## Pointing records

----------------------------------------

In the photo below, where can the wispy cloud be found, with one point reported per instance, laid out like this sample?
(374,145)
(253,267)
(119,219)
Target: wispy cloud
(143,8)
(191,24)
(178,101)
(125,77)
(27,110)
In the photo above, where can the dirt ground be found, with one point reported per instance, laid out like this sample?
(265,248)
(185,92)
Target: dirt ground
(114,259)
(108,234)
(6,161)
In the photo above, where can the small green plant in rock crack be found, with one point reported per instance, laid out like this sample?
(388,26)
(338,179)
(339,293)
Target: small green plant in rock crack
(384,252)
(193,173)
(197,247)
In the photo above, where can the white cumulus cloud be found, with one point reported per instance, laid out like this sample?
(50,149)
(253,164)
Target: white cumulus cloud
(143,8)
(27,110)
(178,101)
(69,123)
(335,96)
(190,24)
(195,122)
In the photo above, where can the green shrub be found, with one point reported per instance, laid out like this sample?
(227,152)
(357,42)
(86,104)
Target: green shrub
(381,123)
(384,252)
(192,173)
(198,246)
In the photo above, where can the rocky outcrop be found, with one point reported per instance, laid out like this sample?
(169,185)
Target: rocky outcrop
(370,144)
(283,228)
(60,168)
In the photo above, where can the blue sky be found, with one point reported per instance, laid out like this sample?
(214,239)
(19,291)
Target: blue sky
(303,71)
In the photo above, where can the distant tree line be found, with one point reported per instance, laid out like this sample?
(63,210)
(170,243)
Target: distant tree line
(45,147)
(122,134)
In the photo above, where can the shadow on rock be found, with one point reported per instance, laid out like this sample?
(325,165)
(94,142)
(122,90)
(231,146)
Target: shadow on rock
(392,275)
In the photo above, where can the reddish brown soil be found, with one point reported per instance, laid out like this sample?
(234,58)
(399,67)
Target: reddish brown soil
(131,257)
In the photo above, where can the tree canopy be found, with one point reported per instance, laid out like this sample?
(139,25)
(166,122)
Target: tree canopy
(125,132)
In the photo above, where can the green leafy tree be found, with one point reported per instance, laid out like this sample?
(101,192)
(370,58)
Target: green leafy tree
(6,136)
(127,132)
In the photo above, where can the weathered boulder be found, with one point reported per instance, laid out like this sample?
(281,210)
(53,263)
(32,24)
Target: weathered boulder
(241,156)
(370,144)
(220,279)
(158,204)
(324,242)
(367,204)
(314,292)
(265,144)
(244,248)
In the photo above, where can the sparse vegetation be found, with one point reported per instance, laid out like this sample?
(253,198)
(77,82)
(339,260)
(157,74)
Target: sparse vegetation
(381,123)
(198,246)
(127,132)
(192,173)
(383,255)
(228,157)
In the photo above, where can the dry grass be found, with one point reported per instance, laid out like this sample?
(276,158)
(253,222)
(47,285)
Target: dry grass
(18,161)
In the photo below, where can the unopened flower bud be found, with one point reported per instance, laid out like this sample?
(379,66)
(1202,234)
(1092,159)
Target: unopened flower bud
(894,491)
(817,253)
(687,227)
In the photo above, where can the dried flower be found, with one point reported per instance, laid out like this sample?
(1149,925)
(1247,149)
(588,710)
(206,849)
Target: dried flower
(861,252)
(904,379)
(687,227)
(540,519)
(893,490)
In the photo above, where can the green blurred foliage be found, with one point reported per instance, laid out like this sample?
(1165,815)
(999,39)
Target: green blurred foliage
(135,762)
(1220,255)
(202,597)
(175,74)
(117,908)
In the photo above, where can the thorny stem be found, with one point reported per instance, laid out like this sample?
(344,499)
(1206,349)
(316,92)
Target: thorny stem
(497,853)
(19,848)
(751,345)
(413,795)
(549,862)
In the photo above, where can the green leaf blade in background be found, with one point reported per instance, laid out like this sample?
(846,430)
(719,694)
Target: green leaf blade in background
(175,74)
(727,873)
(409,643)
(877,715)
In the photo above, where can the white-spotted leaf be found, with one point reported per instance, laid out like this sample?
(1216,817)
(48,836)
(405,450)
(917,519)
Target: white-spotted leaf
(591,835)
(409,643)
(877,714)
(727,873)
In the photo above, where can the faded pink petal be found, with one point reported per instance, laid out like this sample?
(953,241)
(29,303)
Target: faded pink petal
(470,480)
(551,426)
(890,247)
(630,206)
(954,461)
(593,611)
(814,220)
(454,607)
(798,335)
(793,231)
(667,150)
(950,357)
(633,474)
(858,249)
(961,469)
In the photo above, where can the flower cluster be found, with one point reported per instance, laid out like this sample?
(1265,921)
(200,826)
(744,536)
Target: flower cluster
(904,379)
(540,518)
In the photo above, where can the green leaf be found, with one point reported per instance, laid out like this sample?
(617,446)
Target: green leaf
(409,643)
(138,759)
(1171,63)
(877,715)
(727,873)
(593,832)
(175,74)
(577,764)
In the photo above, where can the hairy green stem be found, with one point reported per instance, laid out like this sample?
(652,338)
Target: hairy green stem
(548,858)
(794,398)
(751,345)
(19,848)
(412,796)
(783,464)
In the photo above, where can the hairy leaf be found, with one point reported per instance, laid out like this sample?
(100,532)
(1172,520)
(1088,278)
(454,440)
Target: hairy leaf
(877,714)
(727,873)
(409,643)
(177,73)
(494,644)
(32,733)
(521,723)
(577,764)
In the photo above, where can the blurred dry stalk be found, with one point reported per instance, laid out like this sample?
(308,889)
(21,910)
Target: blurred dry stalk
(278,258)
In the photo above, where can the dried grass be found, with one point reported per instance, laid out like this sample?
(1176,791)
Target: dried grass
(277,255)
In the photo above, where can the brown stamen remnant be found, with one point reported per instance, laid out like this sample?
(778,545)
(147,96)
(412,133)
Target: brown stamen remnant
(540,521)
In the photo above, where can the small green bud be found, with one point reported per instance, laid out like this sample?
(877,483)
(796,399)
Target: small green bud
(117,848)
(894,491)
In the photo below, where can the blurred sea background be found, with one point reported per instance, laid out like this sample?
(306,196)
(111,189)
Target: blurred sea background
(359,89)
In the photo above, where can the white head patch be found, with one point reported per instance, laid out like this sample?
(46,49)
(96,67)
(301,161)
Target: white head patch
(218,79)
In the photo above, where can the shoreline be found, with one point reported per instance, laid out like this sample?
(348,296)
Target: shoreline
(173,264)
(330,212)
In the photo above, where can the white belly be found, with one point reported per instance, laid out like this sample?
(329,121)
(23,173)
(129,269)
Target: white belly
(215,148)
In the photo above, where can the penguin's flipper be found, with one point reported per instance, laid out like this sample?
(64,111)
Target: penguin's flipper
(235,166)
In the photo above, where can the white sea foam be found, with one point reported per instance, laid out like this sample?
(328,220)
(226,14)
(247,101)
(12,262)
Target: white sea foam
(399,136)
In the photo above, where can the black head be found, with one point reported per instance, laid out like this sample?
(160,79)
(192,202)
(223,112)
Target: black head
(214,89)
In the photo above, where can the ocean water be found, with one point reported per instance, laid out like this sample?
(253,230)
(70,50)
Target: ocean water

----------------------------------------

## Short exercise
Write out all of the records above exactly as they appear.

## Correct output
In the photo below, where can the wispy cloud be found, with one point reported per instance, laid out like this sample?
(374,145)
(253,267)
(119,219)
Target: wispy cloud
(143,8)
(191,24)
(178,101)
(125,77)
(27,110)
In the photo above, where can the dirt ground be found, with one point reported per instance, laid out like this sample?
(265,248)
(185,92)
Target: dirt ground
(114,259)
(108,234)
(6,161)
In the photo above, where can the small green plant in rock crack be found, with one point reported per instance, laid out like this sample?
(388,26)
(338,179)
(339,293)
Target: small green plant in rock crack
(384,252)
(193,173)
(197,247)
In the photo above, where can the white cumulus cloud be found, with one point reported per instance, laid out like this sample?
(50,149)
(253,164)
Target: white cumulus cloud
(143,8)
(27,110)
(178,101)
(69,123)
(335,96)
(190,24)
(195,122)
In the photo above, where can the green shrub be found, with one point reported per instance, laid out like this sample?
(227,152)
(357,42)
(86,104)
Target: green shrub
(381,123)
(384,252)
(192,173)
(198,246)
In the photo above, where can the rocky outcrop be found, with one point reported per instance, laid out like this sample?
(169,185)
Target: rocky outcrop
(370,144)
(283,228)
(60,168)
In the photo above, where can the blue sky be found, with one point reported per instance, laid out like this sample?
(214,239)
(19,291)
Target: blue sky
(303,71)
In the photo above, where can the distant tree line be found, with one point reported per instance, laid out like this sample?
(63,210)
(170,243)
Target: distant tree line
(45,147)
(122,134)
In the photo above, where can the shadow on rock be found, with one point reported per instance, laid out like this sample?
(325,165)
(94,142)
(122,90)
(231,146)
Target: shadow on rock
(392,275)
In the photo above, where can the reddish brown soil be found, with one point reported per instance, laid out like this sample?
(234,58)
(399,67)
Target: reddish brown soil
(131,257)
In the photo above, where can the tree canopy be found, with one point reported per instance, laid out like this sample?
(139,25)
(166,122)
Target: tree canopy
(125,132)
In the photo above, where can the green leafy tree be found, with one point reported per instance, laid out like this sample?
(101,192)
(370,58)
Target: green leafy tree
(6,136)
(127,132)
In the photo above, where can the weathered boulder be found, with one point reported per instance, laid out like this sample?
(281,210)
(53,263)
(32,24)
Target: weathered boulder
(241,156)
(370,144)
(220,279)
(158,204)
(324,242)
(367,204)
(314,292)
(265,144)
(244,248)
In the photo above, where can the sparse vegetation be found, with one point reported per instance, laid out like this sample?
(253,198)
(77,82)
(339,260)
(157,74)
Target: sparse vegetation
(381,123)
(198,246)
(127,132)
(192,173)
(383,255)
(228,157)
In the photo above, where can the dry grass be found, with one point reported per instance, laid out like this sample?
(276,158)
(253,222)
(47,285)
Target: dry grass
(18,161)
In the photo below, where can the unopened flower bud be found, with one point reported per instance, laid out like this sample?
(379,66)
(1202,234)
(1092,159)
Target: unopened flower bud
(894,491)
(817,253)
(687,227)
In the photo above, where can the dried flower be found, with one point reported per instance, laid out like this sample?
(1149,925)
(1247,149)
(588,710)
(206,849)
Target: dried flower
(861,252)
(904,379)
(687,227)
(540,519)
(893,490)
In the photo above, where can the green blurred foliage be found, with one point reported per instance, laid out like this sample?
(1165,815)
(999,39)
Target: green blurred foliage
(135,762)
(1220,255)
(202,597)
(175,74)
(117,908)
In the photo above, where can the thorny stem be found, with one point reported per instance, laid out like this sample?
(344,499)
(1206,349)
(316,92)
Target: thorny stem
(497,853)
(19,848)
(751,345)
(413,795)
(549,862)
In the photo above, where can the green leaf blade in background be found, with one point reported per instance, laid out like this sample?
(846,430)
(719,694)
Target: green leaf blade in background
(175,74)
(727,873)
(409,643)
(877,715)
In the photo above, where can the white-spotted leaf be found, with one point reported per instance, laid out like this sample?
(1216,817)
(48,836)
(405,450)
(917,519)
Target: white-spotted leaf
(591,835)
(409,643)
(877,714)
(727,873)
In the photo above, where can the faded pink petal be found, with one point reported per instance, laid out like this sample?
(953,241)
(29,303)
Target: faded pink petal
(470,480)
(551,426)
(890,247)
(630,206)
(954,461)
(593,611)
(814,220)
(454,607)
(798,335)
(793,231)
(667,150)
(950,357)
(633,474)
(858,249)
(961,469)
In the photo above, where can the flower cluster be found, with one point reported per instance, laid out like this sample?
(1265,921)
(200,826)
(744,536)
Target: flower cluster
(904,379)
(540,518)
In the photo above, where can the green leaf be found, with one point reported per instance, laid out like this sample?
(617,446)
Target: green leaf
(409,643)
(138,759)
(1171,63)
(877,715)
(727,873)
(593,832)
(175,74)
(577,764)
In the photo above, where can the hairy green stem be found, with one point reported per instance, laid out like this sample?
(652,338)
Target: hairy green stem
(548,858)
(794,398)
(751,345)
(19,848)
(412,796)
(783,464)
In the photo above, where can the hairy leaf be found, with one point reported per instance, laid out like this sample?
(100,532)
(1172,520)
(1088,278)
(454,440)
Target: hairy leaf
(877,714)
(727,873)
(409,643)
(177,73)
(494,644)
(32,733)
(521,723)
(577,764)
In the photo above, where can the blurred dry stalk be found, with one point reported per instance, laid out like this sample?
(308,889)
(21,910)
Target: blurred dry stalk
(278,258)
In the photo above, where can the dried grass be found, with one point reported per instance, laid out like this sample?
(1176,791)
Target: dried grass
(277,255)
In the photo above, where can the brown stamen remnant be found, with one point reported per instance, laid out like this sample?
(778,545)
(147,96)
(412,133)
Target: brown stamen remnant
(540,521)
In the photo above, where can the small green bud be found, with one point reported per instance, laid out like this sample?
(877,483)
(796,399)
Target: small green bud
(117,848)
(894,491)
In the photo below, where can the blurred sea background be found, with one point reported per instance, laid out like this sample?
(306,196)
(111,189)
Target: blurred sea background
(359,89)
In the photo above, where can the white head patch be found, with one point reported per instance, laid out like this sample?
(46,49)
(96,67)
(301,161)
Target: white head patch
(218,79)
In the photo above, where can the shoreline be found, with one point reported per instance, laid out like this sample?
(348,296)
Target: shoreline
(173,264)
(330,212)
In the photo above, where can the white belly be found, with one point reported per instance, laid out like this sample?
(329,121)
(23,173)
(129,269)
Target: white belly
(215,148)
In the photo above, where can the penguin's flipper be found, with one point reported per instance, laid out like this sample?
(64,111)
Target: penguin's flipper
(235,166)
In the photo above, where can the white sea foam be found, with one point reported per instance, laid out like this sample?
(328,220)
(226,14)
(247,101)
(12,262)
Target: white sea foam
(399,136)
In the photo above, where can the black head be found, with one point reported per instance, laid out like this sample?
(160,79)
(192,202)
(223,112)
Target: black head
(214,89)
In the photo above, where can the ocean water be found, with one point reported per instance, laid out like this sample?
(253,230)
(70,50)
Target: ocean water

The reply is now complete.